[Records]
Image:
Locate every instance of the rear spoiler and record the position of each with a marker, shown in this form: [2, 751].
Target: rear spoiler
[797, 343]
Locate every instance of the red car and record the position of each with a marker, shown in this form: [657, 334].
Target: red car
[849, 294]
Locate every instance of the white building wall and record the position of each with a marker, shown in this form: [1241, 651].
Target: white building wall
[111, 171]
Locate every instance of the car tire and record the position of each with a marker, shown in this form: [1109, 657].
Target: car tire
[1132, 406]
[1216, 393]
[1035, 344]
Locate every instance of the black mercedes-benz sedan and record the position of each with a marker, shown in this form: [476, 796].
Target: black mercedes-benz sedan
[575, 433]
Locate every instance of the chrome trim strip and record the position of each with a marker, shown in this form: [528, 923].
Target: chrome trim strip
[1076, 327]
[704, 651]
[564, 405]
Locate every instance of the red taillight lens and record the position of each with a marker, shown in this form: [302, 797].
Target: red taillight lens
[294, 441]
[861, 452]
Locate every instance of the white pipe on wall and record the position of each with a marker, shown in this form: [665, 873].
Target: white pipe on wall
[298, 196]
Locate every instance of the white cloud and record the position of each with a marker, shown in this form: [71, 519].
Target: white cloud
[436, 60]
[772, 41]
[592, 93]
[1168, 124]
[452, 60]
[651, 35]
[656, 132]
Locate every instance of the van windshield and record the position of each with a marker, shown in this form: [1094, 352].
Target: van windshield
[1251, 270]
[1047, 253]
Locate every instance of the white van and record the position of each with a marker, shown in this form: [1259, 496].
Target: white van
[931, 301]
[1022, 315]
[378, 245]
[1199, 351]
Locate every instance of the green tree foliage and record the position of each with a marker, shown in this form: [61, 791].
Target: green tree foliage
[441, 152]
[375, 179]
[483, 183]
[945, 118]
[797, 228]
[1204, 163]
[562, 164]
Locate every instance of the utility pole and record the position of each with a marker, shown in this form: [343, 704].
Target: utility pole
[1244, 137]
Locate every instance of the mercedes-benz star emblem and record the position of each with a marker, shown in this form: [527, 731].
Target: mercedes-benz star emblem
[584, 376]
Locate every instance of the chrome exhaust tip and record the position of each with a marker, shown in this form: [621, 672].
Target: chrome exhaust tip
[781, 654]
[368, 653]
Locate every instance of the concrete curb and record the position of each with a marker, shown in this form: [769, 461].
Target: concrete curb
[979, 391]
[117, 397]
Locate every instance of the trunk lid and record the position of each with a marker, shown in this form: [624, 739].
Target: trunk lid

- [TASK REQUIREMENTS]: Copy out every line of the records above, character for character, with nothing changed or left out.

- [TASK RESPONSE]:
Image:
Locate every instance of the rear spoiler and record the position of each with a marker, shown in this form: [2, 751].
Target: rear spoiler
[797, 343]
Locate every instance of the red car and record the position of each with a marker, shown in this form: [657, 334].
Target: red car
[849, 294]
Locate every instance of the white building wall and record the position of each with a marker, shown in this form: [1241, 651].
Target: white building wall
[111, 171]
Locate every instance of the car tire and record the position of each with a marker, shown in this form: [1109, 657].
Target: car tire
[1132, 406]
[1216, 393]
[1035, 344]
Locate every instance of the black mercedes-benz sedan and record the position of each with a marker, shown in this form: [476, 796].
Target: black mercedes-benz sedan
[575, 433]
Locate every instance of the chrome trim strip and record the position of each with a marker, shown in this form: [528, 923].
Target: chrome trim strip
[1076, 327]
[704, 651]
[564, 405]
Locate every instance of the red taillight lens and record the position of each with a marker, shown in this form: [302, 797].
Target: red taillight lens
[294, 441]
[861, 452]
Locate every instance of the white pipe on wall and record the position of each with a marker, shown in this form: [665, 873].
Target: white pipe on wall
[298, 196]
Locate every instance of the white cloud and record the position of each with a marker, shown in this form: [71, 519].
Target: white cloud
[436, 60]
[772, 41]
[592, 93]
[1168, 124]
[452, 60]
[651, 35]
[656, 132]
Locate every instance of the van windshield and record the position of each with a marker, shown in this form: [1094, 352].
Target: van windshield
[1251, 270]
[1047, 253]
Locate every instance of the white van and record the position of each with a marker, shown in this form: [1259, 496].
Target: white van
[931, 301]
[1022, 315]
[378, 245]
[1199, 351]
Locate every instance of the green tree foliage and record the position of each with a marker, shown in this form: [61, 791].
Target: green tree foliage
[441, 152]
[375, 179]
[483, 183]
[945, 118]
[797, 228]
[1204, 163]
[562, 164]
Locate every instance of the utility pole and record the position of each with a marker, shown in this form: [343, 704].
Target: utility pole
[1244, 137]
Locate every instance of the mercedes-benz star emblem and record the position of each with a marker, shown in this form: [527, 731].
Target: mercedes-benz star emblem
[584, 376]
Locate every instance of the chrome exhaust tip and record the position of each with a marker, shown in this form: [621, 672].
Target: chrome exhaust tip
[781, 654]
[368, 653]
Locate every instance of the concrete curb and record the position of each with a marker, shown in this form: [769, 461].
Target: concrete curb
[979, 391]
[117, 397]
Locate every instance of the trunk lid and record the position of each with a marker, shown in this form: [624, 739].
Target: trunk lid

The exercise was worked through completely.